_EXERCISE GOAL_:
Nothing in the listing may be skipped; repeat it all exactly.

_LISTED ENTRIES_:
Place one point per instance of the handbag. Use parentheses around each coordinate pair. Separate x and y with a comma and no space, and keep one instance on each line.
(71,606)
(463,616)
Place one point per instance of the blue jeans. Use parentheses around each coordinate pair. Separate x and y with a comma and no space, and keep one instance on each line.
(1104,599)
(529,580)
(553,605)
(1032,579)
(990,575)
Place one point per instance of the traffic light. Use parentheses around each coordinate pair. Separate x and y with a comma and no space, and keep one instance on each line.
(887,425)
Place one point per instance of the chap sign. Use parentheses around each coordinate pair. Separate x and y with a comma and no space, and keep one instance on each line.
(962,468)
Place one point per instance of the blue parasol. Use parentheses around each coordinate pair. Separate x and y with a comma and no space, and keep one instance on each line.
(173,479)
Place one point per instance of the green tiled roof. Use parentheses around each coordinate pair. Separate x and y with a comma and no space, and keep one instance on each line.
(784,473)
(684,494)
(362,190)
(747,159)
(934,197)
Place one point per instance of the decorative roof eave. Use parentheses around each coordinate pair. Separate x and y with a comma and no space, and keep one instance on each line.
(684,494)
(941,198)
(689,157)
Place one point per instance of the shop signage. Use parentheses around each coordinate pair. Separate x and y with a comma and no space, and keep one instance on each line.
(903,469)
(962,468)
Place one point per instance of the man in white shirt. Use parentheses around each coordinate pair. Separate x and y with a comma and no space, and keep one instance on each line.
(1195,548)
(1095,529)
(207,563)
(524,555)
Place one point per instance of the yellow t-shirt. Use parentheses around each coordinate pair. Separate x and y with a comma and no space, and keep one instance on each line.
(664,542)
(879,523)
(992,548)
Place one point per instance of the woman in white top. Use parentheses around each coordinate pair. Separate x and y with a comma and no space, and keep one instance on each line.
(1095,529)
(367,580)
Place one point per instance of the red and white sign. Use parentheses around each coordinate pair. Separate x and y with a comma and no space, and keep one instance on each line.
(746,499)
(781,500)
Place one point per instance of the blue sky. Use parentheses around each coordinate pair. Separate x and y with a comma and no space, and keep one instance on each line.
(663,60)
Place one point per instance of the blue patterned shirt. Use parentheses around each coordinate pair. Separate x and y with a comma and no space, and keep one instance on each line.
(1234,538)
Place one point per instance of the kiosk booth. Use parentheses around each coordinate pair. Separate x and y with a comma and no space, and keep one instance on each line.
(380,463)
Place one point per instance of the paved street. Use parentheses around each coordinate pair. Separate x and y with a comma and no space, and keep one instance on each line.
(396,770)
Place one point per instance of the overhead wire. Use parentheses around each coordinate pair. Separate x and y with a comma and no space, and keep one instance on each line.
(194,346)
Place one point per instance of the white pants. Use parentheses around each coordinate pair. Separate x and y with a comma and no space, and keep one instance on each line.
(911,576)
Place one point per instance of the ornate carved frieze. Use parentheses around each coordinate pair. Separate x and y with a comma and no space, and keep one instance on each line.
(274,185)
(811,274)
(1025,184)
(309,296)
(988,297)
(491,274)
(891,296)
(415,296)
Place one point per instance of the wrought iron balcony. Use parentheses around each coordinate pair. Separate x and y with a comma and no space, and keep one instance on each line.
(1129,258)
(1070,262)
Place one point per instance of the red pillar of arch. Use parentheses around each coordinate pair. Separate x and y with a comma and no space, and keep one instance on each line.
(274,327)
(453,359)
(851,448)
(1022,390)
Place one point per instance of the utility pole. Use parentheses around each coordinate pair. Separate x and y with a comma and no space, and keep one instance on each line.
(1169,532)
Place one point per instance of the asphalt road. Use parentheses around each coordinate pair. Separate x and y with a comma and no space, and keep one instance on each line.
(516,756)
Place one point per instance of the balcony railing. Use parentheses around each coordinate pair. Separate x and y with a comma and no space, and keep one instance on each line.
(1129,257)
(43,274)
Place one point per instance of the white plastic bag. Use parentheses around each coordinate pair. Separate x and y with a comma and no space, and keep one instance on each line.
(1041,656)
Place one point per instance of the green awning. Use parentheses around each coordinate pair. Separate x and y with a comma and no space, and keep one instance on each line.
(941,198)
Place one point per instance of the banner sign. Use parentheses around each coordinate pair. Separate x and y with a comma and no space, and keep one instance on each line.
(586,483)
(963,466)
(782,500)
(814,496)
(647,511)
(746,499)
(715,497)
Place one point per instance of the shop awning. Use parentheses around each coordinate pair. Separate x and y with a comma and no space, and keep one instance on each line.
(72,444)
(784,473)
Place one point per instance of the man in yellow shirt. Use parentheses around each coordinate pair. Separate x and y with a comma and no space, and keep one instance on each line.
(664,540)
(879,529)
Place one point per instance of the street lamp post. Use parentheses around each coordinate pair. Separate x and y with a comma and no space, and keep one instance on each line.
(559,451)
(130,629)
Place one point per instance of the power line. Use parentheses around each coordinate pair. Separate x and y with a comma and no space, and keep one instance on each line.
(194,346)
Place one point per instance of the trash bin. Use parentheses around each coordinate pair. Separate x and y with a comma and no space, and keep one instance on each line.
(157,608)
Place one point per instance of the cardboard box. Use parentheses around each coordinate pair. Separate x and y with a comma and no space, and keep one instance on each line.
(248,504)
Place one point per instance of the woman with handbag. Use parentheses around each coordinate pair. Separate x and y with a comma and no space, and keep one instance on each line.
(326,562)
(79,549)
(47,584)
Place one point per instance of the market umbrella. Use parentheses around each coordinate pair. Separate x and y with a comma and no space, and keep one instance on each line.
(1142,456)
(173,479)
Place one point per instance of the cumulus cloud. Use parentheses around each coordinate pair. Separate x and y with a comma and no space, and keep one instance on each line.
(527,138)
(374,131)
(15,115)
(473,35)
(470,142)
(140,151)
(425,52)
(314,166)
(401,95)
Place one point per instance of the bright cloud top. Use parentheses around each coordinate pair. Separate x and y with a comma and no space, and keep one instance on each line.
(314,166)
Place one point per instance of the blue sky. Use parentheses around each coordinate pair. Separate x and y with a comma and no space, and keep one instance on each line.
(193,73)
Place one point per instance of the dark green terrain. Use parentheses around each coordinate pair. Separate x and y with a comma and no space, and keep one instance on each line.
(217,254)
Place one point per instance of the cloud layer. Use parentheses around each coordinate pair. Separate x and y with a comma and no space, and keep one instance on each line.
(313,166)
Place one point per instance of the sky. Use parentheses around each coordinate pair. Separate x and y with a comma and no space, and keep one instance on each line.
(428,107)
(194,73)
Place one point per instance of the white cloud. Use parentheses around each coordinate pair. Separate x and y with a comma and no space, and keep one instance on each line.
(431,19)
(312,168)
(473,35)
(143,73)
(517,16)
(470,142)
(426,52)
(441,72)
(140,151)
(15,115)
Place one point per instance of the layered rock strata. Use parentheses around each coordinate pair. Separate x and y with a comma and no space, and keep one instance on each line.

_SOLUTION FOR THIS PROBLEM_:
Place one point per instance of the handbag. Use parentheses around each coordinate pair. Separate x and y with a comma and no space, and keep one instance on each line.
(71,606)
(463,616)
Place one point per instance of the blue jeans. Use parentheses around each coordinate pair. Separate x and y with a comma and no space, and keep one instance on each line.
(1104,599)
(529,580)
(553,605)
(1032,579)
(990,575)
Place one point per instance of the traffic light. Use parentheses around each coordinate pair. Separate x and y with a comma and no space, and keep one instance on each line.
(887,425)
Place one point per instance of the chap sign. Use parentheses around each coordinate pair. Separate x and y with a comma and no space, and keep one instance on each line.
(962,468)
Place one point per instance of the blue parasol. Use parentheses around each coordinate pair. Separate x and y with a comma and no space, and keep one instance on each line.
(173,479)
Place one point per instance of the green tiled roof. Use parentheses around each coordinate pair. Separate x and y with a comma and no space, and keep one instance on each line.
(784,473)
(684,494)
(362,190)
(747,159)
(934,197)
Place one point per instance of the decorative roof eave. Use parentheses around each coordinate pair. Separate x and y with a comma and no space, and keep one instance on each line.
(684,494)
(941,198)
(689,157)
Place one point per instance of the shop signage. Use parentheses around each coordinate pair. Separate x and y with a comma and no space, and keep one instance on each line.
(903,469)
(962,468)
Place one point per instance of the man in white shirt. Use parentheses around each coordinate pair. Separate x and y with a comma and no space, and keep one instance on each line.
(1195,548)
(1095,529)
(207,563)
(524,555)
Place one point per instance of the yellow t-shirt. Use parentheses around each coordinate pair. Separate x and y with a comma and no space, and keep one instance on each line.
(664,542)
(879,523)
(992,548)
Place one point per instance of the woman in white top. Use parentheses around each coordinate pair. Separate x and y with a comma and no space, and keep one instance on each line.
(1095,529)
(367,580)
Place one point per instance of the red and white sign. Use parentheses around each coordinate pair. Separate x and y with a comma and no space, and keep one instance on each line.
(746,499)
(781,500)
Place one point per instance of the blue sky. Use parentheses around each coordinate pair. Separate x and y with a comma and no space, and keep one instance on each line.
(663,60)
Place one point per instance of the blue patterned shirt. Use parentheses around each coordinate pair. Separate x and y with a comma and no space, and keep one instance on each line.
(1234,538)
Place one point per instance of the kiosk booth. Use parentheses around each coordinate pair. Separate x and y with a comma and no space, and keep one instance on each line.
(380,463)
Place one point per instance of the paved street. Use parentheses around each coordinate pair. Separate x and y with a comma and no space, and keep one instance on each line.
(396,770)
Place one point per instance of the overhead wire. Use parentheses around each coordinate pair. Separate x and y with a comma and no space, and keep one instance on each line.
(194,346)
Place one point per instance of the white pants. Use parentheses around each coordinate pair. Separate x and y with a comma and no space, and keep one instance on each line.
(911,576)
Place one point per instance of the ornate carved frieze. Use parentheses around each coordinate pair. Separate x and y with a comma and no space, and keep one instance on each line.
(274,185)
(811,274)
(1025,184)
(309,296)
(988,297)
(491,274)
(891,296)
(415,296)
Place one point per instance of the wrought iron balcony. Use parentheses around each coordinate pair. Separate x and y with a comma and no space, and keep one instance on each line.
(1129,258)
(1070,262)
Place one point per instance of the red pillar of arch. Use parentheses around each coordinate pair. Separate x and y with a comma and no space, and keep one instance on each line.
(274,327)
(453,359)
(851,448)
(1022,390)
Place one point per instance of the utility pole. Use parentheses around each coordinate pair. Separate x and y with a comma and no space, and keep one instance on each line.
(1169,532)
Place one point per instance of the asphalt road. Use parentheses around each coordinate pair. Separate x and y with a comma and no space, and keep one instance on each line.
(516,756)
Place one point per instance of the balcony railing. Use parentheses around each coordinate pair. Separate x and y with a comma and no space, and keep one instance on each line.
(1129,257)
(43,274)
Place one point per instance of the white plastic bag. Use parentheses around each coordinate pair. Separate x and y with a comma and no space, and keep one instance on each line.
(1041,656)
Place one point per instance of the green awning. Use parentheses around each coordinate pair. Separate x and y with a comma and no space, and keep one instance on each line.
(941,198)
Place one point per instance of the banner sign. Use parentheses around each coordinate pair. Separate x and y with a comma and no space, and keep one instance on each line.
(586,483)
(963,466)
(782,500)
(814,496)
(647,511)
(746,499)
(715,497)
Place one point per instance of the shop awning. Use parentheses around each coordinate pair. Separate x and y with a comma and no space, and keep one instance on each line.
(72,444)
(784,473)
Place one point per instance of the man in yellow shirt. Use parentheses around each coordinate pair. Separate x and y with a comma and no space, and keep one instance on each line.
(664,540)
(879,529)
Place one point per instance of the street lamp post. Use parentheses around each coordinate pair. Separate x and y with a comma and no space, and keep one instance on each line.
(559,451)
(130,629)
Place one point per instance of the power line. Use parentheses around each coordinate pair. Separate x and y with a comma and no space, and keep one instance on each line.
(194,346)
Place one point per instance of the trash bin. Use parentheses around each coordinate pair. Separate x and y with a comma and no space, and keep one instance on each line.
(157,608)
Place one point per instance of the cardboard box. Use parentheses around each coordinate pair. Separate x and y with a comma and no space, and keep one instance on each line.
(248,504)
Place one point per instance of the woman with handbag. Use parentheses around each coordinate pair. Separate x and y with a comma and no space, and keep one instance on each line.
(326,562)
(79,549)
(47,584)
Place one point per instance of the market umbrella. Use parentheses around each coordinate pair. Separate x and y with a comma and no space, and keep one instance on each line.
(1142,456)
(173,479)
Place one point per instance of the cumulus cloud. Use parentheses around each coordinate pair. Separate x and y with a comma and no space, and keep one instance on each line.
(527,138)
(374,131)
(15,115)
(473,35)
(470,142)
(140,151)
(425,52)
(314,166)
(401,95)
Place one point per instance of the bright cloud top. Use parentheses around each coordinate pair. Separate x and y with a comma and no space, and keep one instance on each line.
(314,166)
Place one point per instance of the blue sky. Use parentheses around each coordinate pair. Separate x and y with a comma and no space, and keep one instance on each line.
(193,73)
Place one point per instance of the dark green terrain. Use parentheses around each coordinate pair. Separate x and y with a comma and no space, and keep one instance on each line.
(217,254)
Place one point per instance of the cloud layer. Use parentheses around each coordinate pair. Separate x and y with a comma and no space, and keep one instance on each line.
(313,166)
Place one point per instance of the sky. Use parentheses around each coordinate pair. Separate x and y with a comma and no space, and keep one instance on each line.
(428,107)
(194,73)
Place one point per instance of the white cloud. Use parentheses around each coordinate pair. Separate x and y with a comma and no space, and keep one instance on each line.
(431,19)
(312,168)
(473,35)
(143,73)
(517,16)
(470,142)
(426,52)
(441,72)
(140,151)
(15,115)
Place one point per instance of the layered rock strata. Use parentheses around each coordinate pair. Separate x and y with a comma and no space, and keep one instance on each line.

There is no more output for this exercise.